» Passage provided
- - - - - - -
I'm going to chalk that up to a taste thing. :D AFAIC, LotR is essentially a travelogue and vehicle for Tolkien to show off his poetry. All the stuff that is really interesting to me in the story is pretty much there accidentally. I enjoyed the Hobbit far, far more. :)

JC said:
Basically, yeah, I get where you're coming from. I don't think you should advocate it for everyone, and I can't tell if you are, since you said "My entire point through this thread is to cut out the Tom Bombadil scenes from your campaigns." But, as a certain play style (and even a well-liked and not insignificant one), I totally get it. But, my group will continue to prod Biff the Warrior for more information, and even stop to Tom Bombadil from time to time. And they'll do it without prodding, and positively react to it when it's offered. It's just play style, obviously. As always, play what you like

Ahh, see, now that's a bit different. If the players are prodding Biff for more information, then obviously they want to learn more about Biff. And that's totally groovy. Obviously the group wants to do this, or, at the very worst, no one in the group hates it enough to try to skip over it. Totally fair.

And, to be honest, most of the time I don't have a huge problem with it either.
- - - - - - -
» Material provided
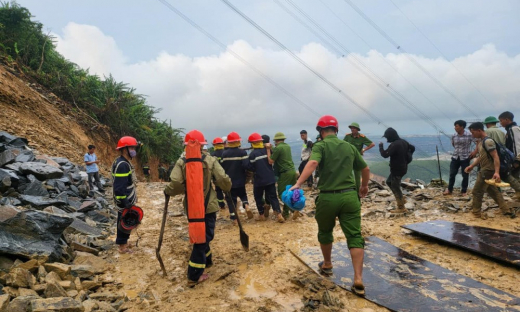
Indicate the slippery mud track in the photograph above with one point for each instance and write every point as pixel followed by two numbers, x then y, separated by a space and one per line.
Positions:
- - - - - - -
» Tasks
[1] Answer these from the forum post about Tom Bombadil scenes:
(a) Which book does the poster say they enjoyed far more than LotR?
(b) Whom does JC say their group will keep prodding for more information?
(c) In the line JC quotes, what is the stated point of the whole thread?
[2] In the forum post, why does the poster call JC's group prodding Biff "a bit different" and "totally fair"? Answer in one to three sentences.
[3] Continue the forum post about Tom Bombadil scenes from its last sentence.
The listing above is separate material, unrelated to the forum post.

» Task responses
[1]
(a) The Hobbit.
(b) Biff the Warrior.
(c) To cut out the Tom Bombadil scenes from your campaigns.

[2] The players prod Biff on their own, which shows they want to learn more about him. At the very worst, no one in the group dislikes it enough to try to skip it.

[3]
I guess where I differ is that once in a while, as a DM and as a player, I have zero problem with one of the players saying, "Y'know what? This sucks. Can we just move on?" Totally would not bother me. Although, perhaps couched in a little more friendly language might be helpful. :p But, the basic gist is, "Can we just get going?" To which, I have pretty much no problem.
 

Ahh, see, now that's a bit different. If the players are prodding Biff for more information, then obviously they want to learn more about Biff. And that's totally groovy. Obviously the group wants to do this, or, at the very worst, no one in the group hates it enough to try to skip over it. Totally fair.

And, to be honest, most of the time I don't have a huge problem with it either.

I guess where I differ is that once in a while, as a DM and as a player, I have zero problem with one of the players saying, "Y'know what? This sucks. Can we just move on?" Totally would not bother me. Although, perhaps couched in a little more friendly language might be helpful. :p But, the basic gist is, "Can we just get going?" To which, I have pretty much no problem.
I don't really have a problem with this, either. I think the agreement diverges in how to deal with this problem. But yeah, your post here is "groovy" to me :) As always, play what you like :)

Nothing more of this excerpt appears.